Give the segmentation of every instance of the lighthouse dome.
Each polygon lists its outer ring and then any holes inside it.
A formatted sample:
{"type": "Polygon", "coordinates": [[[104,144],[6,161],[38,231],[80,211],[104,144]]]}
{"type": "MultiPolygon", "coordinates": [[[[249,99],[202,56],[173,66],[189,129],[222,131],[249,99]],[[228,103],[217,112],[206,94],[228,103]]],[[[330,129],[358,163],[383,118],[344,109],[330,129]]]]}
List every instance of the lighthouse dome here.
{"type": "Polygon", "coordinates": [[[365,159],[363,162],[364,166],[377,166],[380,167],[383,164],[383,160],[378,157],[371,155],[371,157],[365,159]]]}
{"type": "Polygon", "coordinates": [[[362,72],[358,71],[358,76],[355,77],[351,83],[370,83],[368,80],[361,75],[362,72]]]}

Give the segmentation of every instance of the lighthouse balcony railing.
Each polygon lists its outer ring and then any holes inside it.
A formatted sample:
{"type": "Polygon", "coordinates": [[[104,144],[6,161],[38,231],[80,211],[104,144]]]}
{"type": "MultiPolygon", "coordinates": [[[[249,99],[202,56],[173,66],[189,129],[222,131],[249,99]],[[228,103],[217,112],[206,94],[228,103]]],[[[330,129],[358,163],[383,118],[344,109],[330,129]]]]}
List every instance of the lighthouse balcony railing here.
::::::
* WRITTEN TASK:
Can you reproduce all of the rows above word for word, with no changes?

* ANSWER IN FULL:
Give the segmentation of every instance of the lighthouse dome.
Each polygon lists its outer ring and then any holes inside it.
A formatted sample:
{"type": "Polygon", "coordinates": [[[104,144],[6,161],[38,231],[80,211],[104,144]]]}
{"type": "MultiPolygon", "coordinates": [[[[249,99],[202,56],[173,66],[189,129],[222,131],[249,99]],[[228,103],[217,112],[206,94],[228,103]]],[[[330,129],[358,163],[383,118],[344,109],[330,129]]]]}
List every instance of the lighthouse dome here.
{"type": "Polygon", "coordinates": [[[365,159],[363,162],[364,166],[377,166],[380,167],[383,164],[383,160],[378,157],[371,155],[371,157],[365,159]]]}
{"type": "Polygon", "coordinates": [[[362,72],[358,71],[358,76],[355,77],[351,83],[370,83],[368,80],[361,75],[362,72]]]}

Give the segmentation of every instance of the lighthouse balcony railing.
Each polygon lists its outer ring and then any holes inside it.
A formatted sample:
{"type": "Polygon", "coordinates": [[[104,144],[6,161],[38,231],[80,211],[104,144]]]}
{"type": "MultiPolygon", "coordinates": [[[[249,99],[202,56],[173,66],[189,129],[222,131],[249,99]],[[228,103],[217,112],[206,94],[228,103]]],[[[330,129],[358,163],[383,118],[344,109],[330,129]]]]}
List every instance of the lighthouse balcony railing here.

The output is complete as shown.